Repeat all of the entries, please, keeping each line exact.

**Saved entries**
____

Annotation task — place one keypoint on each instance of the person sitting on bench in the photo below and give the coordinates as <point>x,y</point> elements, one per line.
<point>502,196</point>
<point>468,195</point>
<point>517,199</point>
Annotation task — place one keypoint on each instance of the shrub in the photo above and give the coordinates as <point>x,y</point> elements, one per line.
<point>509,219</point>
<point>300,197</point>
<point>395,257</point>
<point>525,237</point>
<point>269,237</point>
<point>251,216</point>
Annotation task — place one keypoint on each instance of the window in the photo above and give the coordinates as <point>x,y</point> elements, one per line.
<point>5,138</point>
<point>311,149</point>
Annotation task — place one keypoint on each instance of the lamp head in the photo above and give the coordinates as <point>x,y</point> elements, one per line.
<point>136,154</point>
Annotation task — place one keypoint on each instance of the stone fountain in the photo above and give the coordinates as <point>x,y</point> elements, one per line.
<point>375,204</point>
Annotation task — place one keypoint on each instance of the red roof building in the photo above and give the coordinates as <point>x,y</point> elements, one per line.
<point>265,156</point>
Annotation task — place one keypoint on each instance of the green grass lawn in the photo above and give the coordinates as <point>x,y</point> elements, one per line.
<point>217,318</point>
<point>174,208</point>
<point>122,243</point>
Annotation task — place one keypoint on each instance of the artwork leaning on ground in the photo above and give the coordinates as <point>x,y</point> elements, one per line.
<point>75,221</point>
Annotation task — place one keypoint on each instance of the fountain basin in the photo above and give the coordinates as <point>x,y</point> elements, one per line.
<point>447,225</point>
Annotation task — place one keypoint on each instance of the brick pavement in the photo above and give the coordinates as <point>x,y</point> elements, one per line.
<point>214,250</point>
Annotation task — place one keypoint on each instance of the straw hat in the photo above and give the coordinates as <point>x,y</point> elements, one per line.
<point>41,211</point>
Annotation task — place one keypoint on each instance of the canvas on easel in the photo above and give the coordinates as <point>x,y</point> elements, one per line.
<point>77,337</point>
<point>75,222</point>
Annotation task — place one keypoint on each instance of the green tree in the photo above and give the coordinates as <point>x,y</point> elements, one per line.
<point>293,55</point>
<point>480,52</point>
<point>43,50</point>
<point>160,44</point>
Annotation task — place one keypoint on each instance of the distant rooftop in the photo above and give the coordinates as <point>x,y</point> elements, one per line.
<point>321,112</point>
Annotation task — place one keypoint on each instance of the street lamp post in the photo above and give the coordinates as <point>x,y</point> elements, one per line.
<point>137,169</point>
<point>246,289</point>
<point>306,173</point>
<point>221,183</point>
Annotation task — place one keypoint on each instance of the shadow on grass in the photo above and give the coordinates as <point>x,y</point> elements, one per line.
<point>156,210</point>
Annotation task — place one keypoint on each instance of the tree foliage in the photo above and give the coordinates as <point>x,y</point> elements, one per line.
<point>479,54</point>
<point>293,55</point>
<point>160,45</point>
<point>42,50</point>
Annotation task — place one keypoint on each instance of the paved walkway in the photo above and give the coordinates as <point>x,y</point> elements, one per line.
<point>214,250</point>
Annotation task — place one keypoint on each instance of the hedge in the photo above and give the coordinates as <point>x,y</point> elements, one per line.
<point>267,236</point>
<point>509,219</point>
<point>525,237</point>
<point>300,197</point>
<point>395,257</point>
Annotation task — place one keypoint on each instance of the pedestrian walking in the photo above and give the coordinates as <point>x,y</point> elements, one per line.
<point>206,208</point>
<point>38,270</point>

____

**Written answer**
Annotation task — place one keypoint on each instance of the person sitting on bench in the photo below and give the coordinates as <point>x,y</point> elements, one per line.
<point>502,196</point>
<point>468,195</point>
<point>517,199</point>
Annotation task — place one keypoint on each instance of the shrub in the photo above and give the coordinates as <point>x,y</point> elements, one per line.
<point>509,219</point>
<point>300,197</point>
<point>395,257</point>
<point>525,237</point>
<point>269,237</point>
<point>251,216</point>
Annotation task — place one keypoint on each instance of the window in the photo above and give the coordinates as <point>x,y</point> elements, one per line.
<point>5,138</point>
<point>311,149</point>
Annotation task — place one keypoint on each instance of the lamp head in the photo above and give the coordinates as <point>x,y</point> elements, one per line.
<point>136,154</point>
Annotation task — place one keypoint on each instance of the stone fountain in the photo above and give the coordinates as <point>x,y</point> elements, one per line.
<point>375,204</point>
Annotation task — place one keypoint on each instance of the red roof building in the photo above and give the coordinates as <point>x,y</point> elements, one per line.
<point>265,156</point>
Annotation task — place one keypoint on each instance of the green grass lawn in the photo above and give the coordinates as <point>x,y</point> elements, one per line.
<point>217,318</point>
<point>174,208</point>
<point>122,243</point>
Annotation task — place one keypoint on each instance of the artwork leaning on ground in the photo above and give the coordinates as <point>x,y</point> elements, one per line.
<point>75,221</point>
Annotation task — place one keypoint on each instance of the fountain basin in the photo above and give the coordinates as <point>x,y</point> elements, one per line.
<point>447,225</point>
Annotation task — place one keypoint on each instance of the brick pavement in the photo above and give the coordinates as <point>x,y</point> elements, one per line.
<point>214,250</point>
Annotation task — place one keypoint on each instance of the straw hat in the photo above and give the coordinates as <point>x,y</point> elements, one per line.
<point>41,211</point>
Annotation task — place one keypoint on each instance of the canvas on easel in the photo above and give the coordinates as <point>x,y</point> elements, one per line.
<point>77,337</point>
<point>75,222</point>
Annotation task — place one keypoint on each instance of the green tree in the photo above and give the coordinates as <point>x,y</point> elements, one per line.
<point>293,55</point>
<point>480,52</point>
<point>43,50</point>
<point>160,44</point>
Annotation task — place one keypoint on each instance of the distant rooftop in the photo above and give the coordinates as <point>x,y</point> elements, one per line.
<point>321,112</point>
Annotation task — place one keypoint on each instance of the street lamp post in the photo above and give the coordinates as <point>x,y</point> elements, one per line.
<point>137,169</point>
<point>246,289</point>
<point>306,173</point>
<point>221,183</point>
Annotation task — place one keypoint on each instance of the shadow on grass in the photo above and give the coordinates as <point>x,y</point> elements, one per line.
<point>156,210</point>
Annotation task — place one keypoint on each instance of the tree foliage in the photo above and give the coordinates as <point>x,y</point> elements, one per line.
<point>479,54</point>
<point>293,55</point>
<point>160,45</point>
<point>42,50</point>
Annotation task — place one keypoint on each instance of the paved walkway in the photo above and give the coordinates as <point>x,y</point> elements, one per line.
<point>214,250</point>
Annotation task — place one keypoint on each instance of the hedge in the photo above and give the coordinates as <point>x,y</point> elements, one per line.
<point>267,236</point>
<point>509,219</point>
<point>525,237</point>
<point>300,197</point>
<point>395,257</point>
Annotation task — place one keypoint on each instance of the pedestrian walking in the photo above and give the coordinates as <point>x,y</point> elements, one per line.
<point>206,208</point>
<point>38,270</point>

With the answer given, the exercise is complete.